**Your assignment**. Express the lines from the start of the entries up to and including the line containing "box: [0, 163, 195, 240]" as a JSON list of strings, one string per line, with blank lines left out.
*** Opening of Material to process ***
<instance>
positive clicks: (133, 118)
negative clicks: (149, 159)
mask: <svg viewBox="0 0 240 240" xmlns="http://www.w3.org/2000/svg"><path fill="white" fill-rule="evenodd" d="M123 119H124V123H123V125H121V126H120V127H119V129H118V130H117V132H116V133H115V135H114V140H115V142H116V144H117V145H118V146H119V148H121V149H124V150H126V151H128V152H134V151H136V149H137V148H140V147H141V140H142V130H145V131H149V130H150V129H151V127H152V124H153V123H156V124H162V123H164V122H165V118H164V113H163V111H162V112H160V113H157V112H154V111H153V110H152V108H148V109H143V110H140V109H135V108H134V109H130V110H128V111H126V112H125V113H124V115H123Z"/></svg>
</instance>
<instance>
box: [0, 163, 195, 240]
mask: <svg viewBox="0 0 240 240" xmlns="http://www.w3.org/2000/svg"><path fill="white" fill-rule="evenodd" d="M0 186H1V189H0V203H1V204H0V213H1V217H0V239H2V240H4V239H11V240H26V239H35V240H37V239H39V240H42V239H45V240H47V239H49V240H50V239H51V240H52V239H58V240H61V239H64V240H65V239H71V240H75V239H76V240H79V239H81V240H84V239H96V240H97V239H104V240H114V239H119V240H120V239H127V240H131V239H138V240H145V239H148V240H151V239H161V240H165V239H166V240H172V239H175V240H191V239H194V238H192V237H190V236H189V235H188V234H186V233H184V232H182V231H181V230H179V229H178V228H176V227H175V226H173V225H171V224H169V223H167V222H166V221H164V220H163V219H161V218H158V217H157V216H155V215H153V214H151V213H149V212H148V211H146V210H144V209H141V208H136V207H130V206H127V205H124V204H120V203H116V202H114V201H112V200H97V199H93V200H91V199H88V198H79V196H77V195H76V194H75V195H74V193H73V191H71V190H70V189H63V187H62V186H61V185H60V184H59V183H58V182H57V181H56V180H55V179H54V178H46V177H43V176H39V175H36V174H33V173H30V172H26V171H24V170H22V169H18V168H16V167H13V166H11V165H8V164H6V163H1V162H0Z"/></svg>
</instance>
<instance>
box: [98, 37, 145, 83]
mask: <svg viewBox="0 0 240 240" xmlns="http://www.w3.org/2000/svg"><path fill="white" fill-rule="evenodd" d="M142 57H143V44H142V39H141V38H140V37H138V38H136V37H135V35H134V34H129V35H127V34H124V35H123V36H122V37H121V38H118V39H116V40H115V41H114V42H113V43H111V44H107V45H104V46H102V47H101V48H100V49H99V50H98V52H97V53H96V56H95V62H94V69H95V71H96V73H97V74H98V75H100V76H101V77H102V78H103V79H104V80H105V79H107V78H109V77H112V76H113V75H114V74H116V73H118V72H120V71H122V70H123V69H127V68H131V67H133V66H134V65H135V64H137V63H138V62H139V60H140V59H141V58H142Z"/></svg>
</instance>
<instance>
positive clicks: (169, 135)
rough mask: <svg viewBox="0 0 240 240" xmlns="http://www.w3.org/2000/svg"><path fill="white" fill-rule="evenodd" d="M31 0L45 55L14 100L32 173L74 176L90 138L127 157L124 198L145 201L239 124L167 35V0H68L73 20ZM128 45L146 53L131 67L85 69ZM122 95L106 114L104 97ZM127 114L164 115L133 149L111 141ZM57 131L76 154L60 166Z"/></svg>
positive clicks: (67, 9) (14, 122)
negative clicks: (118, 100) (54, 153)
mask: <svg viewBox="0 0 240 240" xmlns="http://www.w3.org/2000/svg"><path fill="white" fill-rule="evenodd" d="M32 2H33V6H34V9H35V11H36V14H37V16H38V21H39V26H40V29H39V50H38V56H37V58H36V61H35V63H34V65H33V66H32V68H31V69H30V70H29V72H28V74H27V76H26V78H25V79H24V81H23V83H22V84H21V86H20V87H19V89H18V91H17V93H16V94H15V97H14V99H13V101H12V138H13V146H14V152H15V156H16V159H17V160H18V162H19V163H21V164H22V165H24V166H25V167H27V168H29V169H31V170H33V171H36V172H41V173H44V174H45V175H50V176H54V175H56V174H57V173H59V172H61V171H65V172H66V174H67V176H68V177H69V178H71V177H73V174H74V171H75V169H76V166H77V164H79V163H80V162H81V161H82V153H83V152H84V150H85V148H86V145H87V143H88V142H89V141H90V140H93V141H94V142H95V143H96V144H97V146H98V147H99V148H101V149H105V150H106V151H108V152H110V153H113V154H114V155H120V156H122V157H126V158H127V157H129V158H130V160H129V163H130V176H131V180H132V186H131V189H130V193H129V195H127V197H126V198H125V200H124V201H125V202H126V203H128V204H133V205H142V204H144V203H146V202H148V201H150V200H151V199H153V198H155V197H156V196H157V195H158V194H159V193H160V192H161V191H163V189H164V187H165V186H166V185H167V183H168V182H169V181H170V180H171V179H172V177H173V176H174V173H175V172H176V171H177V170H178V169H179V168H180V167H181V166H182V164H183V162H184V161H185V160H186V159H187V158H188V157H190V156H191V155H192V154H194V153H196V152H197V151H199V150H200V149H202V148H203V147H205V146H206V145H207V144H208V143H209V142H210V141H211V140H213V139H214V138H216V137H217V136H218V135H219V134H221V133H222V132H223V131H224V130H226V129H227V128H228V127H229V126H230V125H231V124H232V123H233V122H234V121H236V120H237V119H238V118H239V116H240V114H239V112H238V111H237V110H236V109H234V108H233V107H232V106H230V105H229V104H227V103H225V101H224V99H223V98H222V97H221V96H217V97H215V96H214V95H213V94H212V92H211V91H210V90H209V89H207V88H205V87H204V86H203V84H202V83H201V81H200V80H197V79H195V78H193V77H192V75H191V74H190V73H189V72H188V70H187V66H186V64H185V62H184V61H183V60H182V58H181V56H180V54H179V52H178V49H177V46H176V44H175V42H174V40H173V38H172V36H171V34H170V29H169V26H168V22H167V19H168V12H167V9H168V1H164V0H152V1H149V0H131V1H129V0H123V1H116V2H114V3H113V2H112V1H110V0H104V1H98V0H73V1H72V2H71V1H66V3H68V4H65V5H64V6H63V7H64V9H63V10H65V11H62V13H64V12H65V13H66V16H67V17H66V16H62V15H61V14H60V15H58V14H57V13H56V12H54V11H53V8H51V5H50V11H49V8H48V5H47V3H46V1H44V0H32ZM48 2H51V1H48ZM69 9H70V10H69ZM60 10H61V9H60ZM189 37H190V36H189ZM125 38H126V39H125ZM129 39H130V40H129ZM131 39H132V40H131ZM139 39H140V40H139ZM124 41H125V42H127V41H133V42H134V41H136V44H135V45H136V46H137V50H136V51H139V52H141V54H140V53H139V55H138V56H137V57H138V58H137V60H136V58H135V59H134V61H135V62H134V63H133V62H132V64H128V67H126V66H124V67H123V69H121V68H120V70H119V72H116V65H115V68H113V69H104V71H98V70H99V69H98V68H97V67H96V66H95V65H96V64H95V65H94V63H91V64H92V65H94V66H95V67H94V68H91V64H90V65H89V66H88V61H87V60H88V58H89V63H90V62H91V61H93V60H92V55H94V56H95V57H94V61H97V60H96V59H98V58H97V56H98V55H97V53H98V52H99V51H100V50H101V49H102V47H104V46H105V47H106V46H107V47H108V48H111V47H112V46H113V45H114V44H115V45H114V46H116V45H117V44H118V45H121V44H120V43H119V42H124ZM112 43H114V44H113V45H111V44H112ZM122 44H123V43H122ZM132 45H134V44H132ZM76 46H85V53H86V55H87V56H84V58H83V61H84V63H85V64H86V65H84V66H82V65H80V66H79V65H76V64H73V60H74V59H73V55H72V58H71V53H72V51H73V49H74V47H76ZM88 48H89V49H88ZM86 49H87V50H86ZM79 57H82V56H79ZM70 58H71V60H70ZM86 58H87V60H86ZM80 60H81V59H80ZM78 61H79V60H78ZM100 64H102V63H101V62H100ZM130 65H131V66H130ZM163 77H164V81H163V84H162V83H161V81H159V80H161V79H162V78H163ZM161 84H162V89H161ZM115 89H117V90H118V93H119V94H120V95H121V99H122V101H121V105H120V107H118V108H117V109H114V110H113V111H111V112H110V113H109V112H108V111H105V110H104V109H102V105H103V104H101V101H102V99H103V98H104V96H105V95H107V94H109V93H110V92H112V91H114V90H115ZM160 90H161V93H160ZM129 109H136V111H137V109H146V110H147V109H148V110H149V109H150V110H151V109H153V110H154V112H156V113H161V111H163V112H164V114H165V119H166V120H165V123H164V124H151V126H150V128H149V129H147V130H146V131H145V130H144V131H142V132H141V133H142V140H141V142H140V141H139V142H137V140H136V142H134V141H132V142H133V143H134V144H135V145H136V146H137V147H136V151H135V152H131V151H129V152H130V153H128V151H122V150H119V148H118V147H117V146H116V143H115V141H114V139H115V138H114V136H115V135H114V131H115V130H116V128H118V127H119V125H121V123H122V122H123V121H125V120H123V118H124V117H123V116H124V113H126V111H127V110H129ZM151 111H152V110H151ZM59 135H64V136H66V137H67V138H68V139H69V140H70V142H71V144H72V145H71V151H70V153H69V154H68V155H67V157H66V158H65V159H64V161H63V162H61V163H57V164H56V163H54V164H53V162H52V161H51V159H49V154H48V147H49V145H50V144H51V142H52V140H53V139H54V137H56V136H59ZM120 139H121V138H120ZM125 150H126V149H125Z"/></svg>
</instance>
*** Close of Material to process ***
**Answer space**.
[
  "<instance>",
  "positive clicks: (133, 118)",
  "negative clicks: (149, 159)",
  "mask: <svg viewBox=\"0 0 240 240\" xmlns=\"http://www.w3.org/2000/svg\"><path fill=\"white\" fill-rule=\"evenodd\" d=\"M123 119H124V123H123V125H121V126H120V127H119V129H118V130H117V132H116V133H115V135H114V140H115V142H116V144H117V145H118V146H119V148H121V149H124V150H126V151H128V152H134V151H136V149H137V148H140V147H141V140H142V130H145V131H149V130H150V129H151V127H152V124H153V123H156V124H162V123H164V122H165V118H164V113H163V111H162V112H160V113H157V112H154V111H153V110H152V108H148V109H143V110H140V109H135V108H134V109H130V110H128V111H126V112H125V113H124V115H123Z\"/></svg>",
  "</instance>",
  "<instance>",
  "box: [0, 163, 195, 240]"
]